_PROBLEM:_ Out of the lines below, please list those that hold the string "orange".

_TASK INPUTS:_
<<<<

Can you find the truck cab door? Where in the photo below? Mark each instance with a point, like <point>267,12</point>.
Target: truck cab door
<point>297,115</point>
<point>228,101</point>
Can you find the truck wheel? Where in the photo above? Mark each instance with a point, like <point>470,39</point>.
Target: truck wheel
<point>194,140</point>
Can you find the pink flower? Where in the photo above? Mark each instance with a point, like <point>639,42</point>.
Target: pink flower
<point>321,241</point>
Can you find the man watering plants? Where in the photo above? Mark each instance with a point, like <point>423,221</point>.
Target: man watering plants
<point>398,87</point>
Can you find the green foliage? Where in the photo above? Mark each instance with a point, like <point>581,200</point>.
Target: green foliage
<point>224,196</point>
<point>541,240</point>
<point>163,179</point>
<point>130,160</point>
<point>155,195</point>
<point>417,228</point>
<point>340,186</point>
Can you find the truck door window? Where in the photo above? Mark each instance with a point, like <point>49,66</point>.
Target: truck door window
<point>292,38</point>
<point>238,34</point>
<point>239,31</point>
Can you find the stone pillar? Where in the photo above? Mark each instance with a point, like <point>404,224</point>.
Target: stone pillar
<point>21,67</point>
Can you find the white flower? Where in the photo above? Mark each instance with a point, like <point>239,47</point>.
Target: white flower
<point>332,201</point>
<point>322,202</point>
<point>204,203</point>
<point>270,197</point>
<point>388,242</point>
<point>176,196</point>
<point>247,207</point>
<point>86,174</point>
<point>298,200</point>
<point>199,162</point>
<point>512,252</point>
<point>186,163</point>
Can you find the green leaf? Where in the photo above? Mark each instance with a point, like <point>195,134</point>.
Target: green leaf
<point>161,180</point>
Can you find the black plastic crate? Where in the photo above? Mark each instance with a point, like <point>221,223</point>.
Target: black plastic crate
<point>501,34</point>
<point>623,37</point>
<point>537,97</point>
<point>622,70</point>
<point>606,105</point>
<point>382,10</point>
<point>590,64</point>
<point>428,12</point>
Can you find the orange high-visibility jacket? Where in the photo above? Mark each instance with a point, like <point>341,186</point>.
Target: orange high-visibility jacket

>>>>

_ANSWER TO THE PROBLEM:_
Can you find the orange high-visibility jacket? Where in the photo above? Mark each instance with a point, like <point>341,186</point>.
Target: orange high-visibility jacket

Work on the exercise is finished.